Reading passage START

We ask Peter Asaro about the humanitarian and moral questions raised by autonomous weapons, and we talk about the potential for technical glitches.
He also tells us about the ongoing talks at the UN on these weapons, and whether he’s optimistic about the possibility to reach an international ban.
You can listen to this episode on iTunes, Spotify, SoundCloud, Stitcher, Google Play, TuneIn, YouTube, and on all of your favorite podcast platforms.
We talked about:
- In this episode, you can hear two extracts from the Slaughter Bots video by the Future of Life Institute. Watch the full video here.
- Peter Asaro co-founded the International Committee for Robots Arms Control (ICRAC) in 2009. ICRAC is one of the founders of the Campaign to stop killer robots, a coalition of NGOs lobbying for an international preemptive ban on lethal autonomous weapon systems, or LAWS.
- Asaro talks about the many technical problems that may arise when using AI technologies to determine a target at war. Read about how researchers fooled such a system into thinking a turtle was a rifle.
- He explains that autonomous weapons could increase the risk of friendly fires, when an army turns against its own allies by mistake. In Iraq, the US Patriot antimissile system shot down two allied planes. Wars could also be started purely by accident, Asaro warns. In 2002, British marines “invaded” Spain by mistake. And in 2007, a Swiss company accidentally invaded Liechtenstein.
- Peter Asaro mentions the attempted drone assassination of Venezuelan President Nicolas Maduro. Last August in Caracas, two small commercial drones armed with explosives exploded in the air as he was giving a speech. They were remotely piloted.
- Our guest also talks about Project Maven, an AI Pentagon project which caused such controversy that Google had to promise it would drop the contract when employees discovered it was involved. Several thousand Google employees signed a letter to Google’s CEO protesting it. Others quit. “Google should not be in the business of war”, the letter said. You can read the letter in the New York Times. Over 1.000 tech researchers and academics wrote a separate letter to Google’s leadership. Not only did Google promised it would not renew the contract, they also published new AI principles. They say Google will “not design or deploy AI” for weapons or technologies “that cause or are likely to cause overall harm.”

Reading passage END
Extracted data START

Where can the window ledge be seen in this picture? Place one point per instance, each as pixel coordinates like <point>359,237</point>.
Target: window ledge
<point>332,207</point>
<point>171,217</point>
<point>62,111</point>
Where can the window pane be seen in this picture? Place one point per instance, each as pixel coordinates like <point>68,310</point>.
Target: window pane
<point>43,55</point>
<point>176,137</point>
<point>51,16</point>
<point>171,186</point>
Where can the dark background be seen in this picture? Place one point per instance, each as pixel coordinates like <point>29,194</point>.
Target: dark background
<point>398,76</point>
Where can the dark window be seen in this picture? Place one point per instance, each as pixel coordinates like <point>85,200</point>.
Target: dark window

Extracted data END
Extracted data START

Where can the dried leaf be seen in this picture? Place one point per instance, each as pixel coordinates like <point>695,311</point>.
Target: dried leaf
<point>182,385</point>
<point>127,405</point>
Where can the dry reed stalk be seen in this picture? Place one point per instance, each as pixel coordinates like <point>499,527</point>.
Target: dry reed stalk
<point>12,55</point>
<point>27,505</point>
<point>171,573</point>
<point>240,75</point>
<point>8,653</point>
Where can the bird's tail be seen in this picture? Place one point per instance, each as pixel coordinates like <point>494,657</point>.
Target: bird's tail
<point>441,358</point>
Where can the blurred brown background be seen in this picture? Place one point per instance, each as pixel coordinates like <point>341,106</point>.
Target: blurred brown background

Extracted data END

## [Exercise aim]
Write the next part of the podcast notes on autonomous weapons above, starting right after the sentence that quotes Google's new AI principles.

## [Result of this exercise]
- Asaro compares the legal dilemmas which could be raised by autonomous weapons with those already seen in cyberwarfare. Read about it here.
- Is it possible to get a preemptive ban on autonomous weapons? Asaro believes it is. Why? Because a precedent exists. In 1995, a new protocol to the Convention on Conventional Weapons (CCW) banned blinding lasers before they reached market. Last week, a new Convention on Conventional Weapons meeting on lethal autonomous weapons was held at the UN in Geneva.
- Who supports and who opposes such ban? See the list established by the Campaign to Stop Killer Robots.
Read more:
- The Campaign to Stop Killer Robots met this March in Berlin, Germany. But the talks did not end on very optimistic prospects, according to this Politico article.
- Yoshua Bengio, co-winner of the A.M. Turing Award (some call it the Nobel Prize for computing), supports a preemptive ban on killer robots.
- In November 2018, UN Secretary-General Antonio Guterres said he favored an international ban on autonomous weapons, calling “morally repugnant” the possibility for machines to target and kill without human control.
- It seems that no journalist will be able to get their hands on the content of Google’s work with the Pentagon on project Maven. It is exempt from the Freedom of Information Act, The Intercept revealed.
- Paul Scharre’s book “Army of None” looks in depth at autonomous weapons and the future of war.